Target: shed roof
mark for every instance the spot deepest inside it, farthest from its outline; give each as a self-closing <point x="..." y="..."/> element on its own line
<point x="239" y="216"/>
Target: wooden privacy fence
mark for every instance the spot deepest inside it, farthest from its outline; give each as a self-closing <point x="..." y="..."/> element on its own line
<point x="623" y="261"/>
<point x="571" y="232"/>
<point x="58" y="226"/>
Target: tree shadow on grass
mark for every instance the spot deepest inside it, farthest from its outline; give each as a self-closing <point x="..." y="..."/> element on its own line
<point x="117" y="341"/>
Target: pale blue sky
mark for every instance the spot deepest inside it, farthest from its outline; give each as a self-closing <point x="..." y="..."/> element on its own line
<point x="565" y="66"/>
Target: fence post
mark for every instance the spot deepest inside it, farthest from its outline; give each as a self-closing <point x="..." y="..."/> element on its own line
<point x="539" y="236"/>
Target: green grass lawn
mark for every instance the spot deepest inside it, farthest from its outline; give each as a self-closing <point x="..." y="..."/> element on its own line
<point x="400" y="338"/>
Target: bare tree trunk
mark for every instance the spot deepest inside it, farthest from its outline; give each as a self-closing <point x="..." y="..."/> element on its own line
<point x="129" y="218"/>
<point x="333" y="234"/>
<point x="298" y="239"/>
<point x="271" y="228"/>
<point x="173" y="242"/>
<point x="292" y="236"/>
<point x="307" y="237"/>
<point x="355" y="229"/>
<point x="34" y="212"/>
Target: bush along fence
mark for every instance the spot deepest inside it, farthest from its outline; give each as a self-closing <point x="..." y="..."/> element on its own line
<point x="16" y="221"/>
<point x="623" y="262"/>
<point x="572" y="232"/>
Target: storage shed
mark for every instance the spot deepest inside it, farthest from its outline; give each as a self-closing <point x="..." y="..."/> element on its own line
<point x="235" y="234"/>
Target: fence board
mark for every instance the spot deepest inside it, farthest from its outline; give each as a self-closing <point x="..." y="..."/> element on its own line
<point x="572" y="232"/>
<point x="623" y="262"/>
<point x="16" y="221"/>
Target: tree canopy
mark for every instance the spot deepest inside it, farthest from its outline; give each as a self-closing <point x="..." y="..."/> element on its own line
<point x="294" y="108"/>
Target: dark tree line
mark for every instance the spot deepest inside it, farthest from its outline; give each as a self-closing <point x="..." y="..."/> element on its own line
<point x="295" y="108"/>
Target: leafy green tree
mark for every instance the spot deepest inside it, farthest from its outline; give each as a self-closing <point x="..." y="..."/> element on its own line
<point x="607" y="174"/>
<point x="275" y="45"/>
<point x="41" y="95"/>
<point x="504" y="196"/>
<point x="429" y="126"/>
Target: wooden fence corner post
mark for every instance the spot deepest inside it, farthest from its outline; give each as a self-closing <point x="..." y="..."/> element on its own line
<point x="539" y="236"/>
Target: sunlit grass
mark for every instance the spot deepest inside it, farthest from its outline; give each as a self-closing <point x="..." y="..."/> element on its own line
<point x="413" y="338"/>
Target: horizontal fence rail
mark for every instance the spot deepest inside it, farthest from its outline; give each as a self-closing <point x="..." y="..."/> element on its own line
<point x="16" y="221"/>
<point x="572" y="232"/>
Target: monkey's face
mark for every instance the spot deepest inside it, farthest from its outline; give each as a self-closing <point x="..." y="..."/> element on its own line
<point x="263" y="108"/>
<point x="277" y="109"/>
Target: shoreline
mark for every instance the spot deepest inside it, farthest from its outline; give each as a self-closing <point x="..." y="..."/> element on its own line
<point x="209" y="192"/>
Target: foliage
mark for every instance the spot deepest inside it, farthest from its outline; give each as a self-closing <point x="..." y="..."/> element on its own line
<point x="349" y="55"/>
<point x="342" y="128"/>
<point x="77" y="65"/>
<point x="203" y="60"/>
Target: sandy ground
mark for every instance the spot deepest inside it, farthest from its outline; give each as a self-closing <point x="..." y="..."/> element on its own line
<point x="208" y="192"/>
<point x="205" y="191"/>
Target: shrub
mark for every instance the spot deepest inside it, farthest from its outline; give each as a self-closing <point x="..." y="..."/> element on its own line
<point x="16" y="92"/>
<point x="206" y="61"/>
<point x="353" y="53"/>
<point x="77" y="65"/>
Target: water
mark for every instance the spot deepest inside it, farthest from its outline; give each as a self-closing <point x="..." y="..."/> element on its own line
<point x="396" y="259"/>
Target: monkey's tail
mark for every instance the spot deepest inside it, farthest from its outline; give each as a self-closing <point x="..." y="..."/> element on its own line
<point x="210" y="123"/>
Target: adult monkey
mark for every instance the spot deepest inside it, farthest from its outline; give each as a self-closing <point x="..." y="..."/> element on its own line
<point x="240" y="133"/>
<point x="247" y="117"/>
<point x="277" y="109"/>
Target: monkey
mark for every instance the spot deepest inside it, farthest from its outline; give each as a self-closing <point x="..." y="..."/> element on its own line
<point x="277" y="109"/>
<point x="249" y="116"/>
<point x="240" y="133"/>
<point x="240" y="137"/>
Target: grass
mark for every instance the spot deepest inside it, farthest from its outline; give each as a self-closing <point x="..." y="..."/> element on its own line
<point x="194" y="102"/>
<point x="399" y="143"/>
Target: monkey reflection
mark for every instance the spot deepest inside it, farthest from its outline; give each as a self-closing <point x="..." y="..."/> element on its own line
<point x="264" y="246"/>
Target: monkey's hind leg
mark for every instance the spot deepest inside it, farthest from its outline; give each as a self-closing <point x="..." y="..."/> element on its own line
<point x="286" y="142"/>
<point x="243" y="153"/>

_ _ _ _ _

| Instruction |
Extract all of the data above without altering anything.

| Complete response |
Target: shed roof
mark for every instance the spot deepest inside it, farthest from its outline; give each as a self-closing <point x="..." y="..."/> element on its own line
<point x="239" y="216"/>
Target: wooden privacy fence
mark for every instance the spot deepest inside it, farthest from its outline; give each as a self-closing <point x="..." y="..."/> element on its own line
<point x="623" y="261"/>
<point x="571" y="232"/>
<point x="58" y="226"/>
Target: tree shadow on grass
mark for every instance the spot deepest inside it, farthest from its outline; give each as a self-closing <point x="..." y="..."/> element on its own line
<point x="117" y="341"/>
Target: pale blue sky
mark for every instance the spot deepest inside it, farthest from its outline; give each as a self-closing <point x="..." y="..."/> element on its own line
<point x="565" y="66"/>
Target: fence post
mark for every instance the spot deepest inside it, farthest from its outline; give each as a self-closing <point x="..." y="..."/> element on its own line
<point x="539" y="236"/>
Target: green grass lawn
mark for every instance the spot deepest inside it, farthest from its outline; give each as a self-closing <point x="..." y="..."/> element on its own line
<point x="400" y="338"/>
Target: bare tree trunk
mark for every instance the spot deepest inside it, farthest from its outline; give each as a self-closing <point x="..." y="..."/> element on its own line
<point x="129" y="218"/>
<point x="333" y="234"/>
<point x="298" y="239"/>
<point x="271" y="228"/>
<point x="173" y="242"/>
<point x="292" y="236"/>
<point x="307" y="237"/>
<point x="355" y="229"/>
<point x="34" y="212"/>
Target: bush along fence
mark for every instance the spot deepest inside it, farthest from its outline; give each as a self-closing <point x="..." y="..."/> element on its own line
<point x="16" y="221"/>
<point x="623" y="262"/>
<point x="572" y="232"/>
Target: storage shed
mark for every instance the spot deepest inside it, farthest from its outline; give each as a self-closing <point x="..." y="..."/> element on its own line
<point x="235" y="234"/>
Target: fence board
mark for every instance the spot deepest inside it, farthest from its outline; give each as a self-closing <point x="..." y="..."/> element on its own line
<point x="572" y="232"/>
<point x="623" y="262"/>
<point x="16" y="221"/>
Target: tree canopy
mark for every instance the spot deepest inside it, farthest from its outline; give each as a self-closing <point x="..." y="..."/> element on its own line
<point x="294" y="108"/>
Target: dark tree line
mark for every instance the spot deepest inside it, farthest from its outline; give each as a self-closing <point x="..." y="..."/> element on its own line
<point x="295" y="108"/>
Target: leafy green tree
mark for every instance the spot deepest inside it, farthest from its outline; give each as a self-closing <point x="..." y="..."/> element on its own line
<point x="607" y="174"/>
<point x="275" y="45"/>
<point x="41" y="95"/>
<point x="504" y="196"/>
<point x="429" y="126"/>
Target: wooden fence corner post
mark for every instance the spot deepest inside it, farthest from its outline; give each as a self-closing <point x="..." y="..."/> element on its own line
<point x="539" y="236"/>
Target: sunlit grass
mark for every instance the spot deepest inside it, farthest from its outline; give each as a self-closing <point x="..." y="..."/> element on its own line
<point x="413" y="338"/>
Target: horizontal fence rail
mark for every instance the spot deepest inside it, farthest from its outline; give each as a self-closing <point x="..." y="..."/> element on its own line
<point x="16" y="221"/>
<point x="572" y="232"/>
Target: monkey's face
mark for every instance the spot deepest inside it, farthest from its outline; give each as a self-closing <point x="..." y="..."/> element on its own line
<point x="263" y="108"/>
<point x="277" y="109"/>
Target: shoreline
mark for every instance the spot deepest inside it, farthest from its outline; give each as a self-closing <point x="..." y="..."/> element on its own line
<point x="209" y="192"/>
Target: foliage
mark for every instance the spot deepest inside it, farthest from its outline; give each as a self-closing <point x="..." y="..."/> element on its own line
<point x="349" y="55"/>
<point x="342" y="128"/>
<point x="77" y="65"/>
<point x="203" y="60"/>
Target: sandy ground
mark for every instance the spot deepest inside it, farthest from its outline; give each as a self-closing <point x="..." y="..."/> element on its own line
<point x="208" y="192"/>
<point x="205" y="191"/>
Target: shrub
mark for every instance the spot deepest inside it, farthest from its outline; give each as a self-closing <point x="..." y="..."/> element on its own line
<point x="16" y="92"/>
<point x="206" y="61"/>
<point x="353" y="53"/>
<point x="77" y="65"/>
Target: water
mark for every instance the spot deepest inside it, farthest from its outline; give each as a self-closing <point x="..." y="..."/> element on its own line
<point x="396" y="259"/>
Target: monkey's tail
mark for every instance the spot deepest inside it, farthest from its outline; give each as a self-closing <point x="..." y="..."/> element on its own line
<point x="210" y="123"/>
Target: adult monkey
mark for every instance the spot deepest inside it, farthest from its outline; give each as a self-closing <point x="..." y="..."/> element on its own line
<point x="240" y="133"/>
<point x="247" y="117"/>
<point x="277" y="109"/>
Target: monkey
mark for every instance the spot deepest inside it, farthest from its outline; give each as a self-closing <point x="..." y="..."/> element on its own line
<point x="277" y="109"/>
<point x="249" y="116"/>
<point x="240" y="133"/>
<point x="240" y="137"/>
Target: grass
mark for every instance the spot deepest inside it, farthest from its outline; give each as a self-closing <point x="..." y="..."/> element on its own line
<point x="194" y="102"/>
<point x="399" y="143"/>
Target: monkey reflection
mark for every instance the spot deepest inside it, farthest from its outline; give each as a self-closing <point x="..." y="..."/> element on its own line
<point x="264" y="246"/>
Target: monkey's hind leg
mark for every instance the spot deepest inside it, farthest from its outline; give each as a self-closing <point x="..." y="..."/> element on its own line
<point x="286" y="142"/>
<point x="243" y="153"/>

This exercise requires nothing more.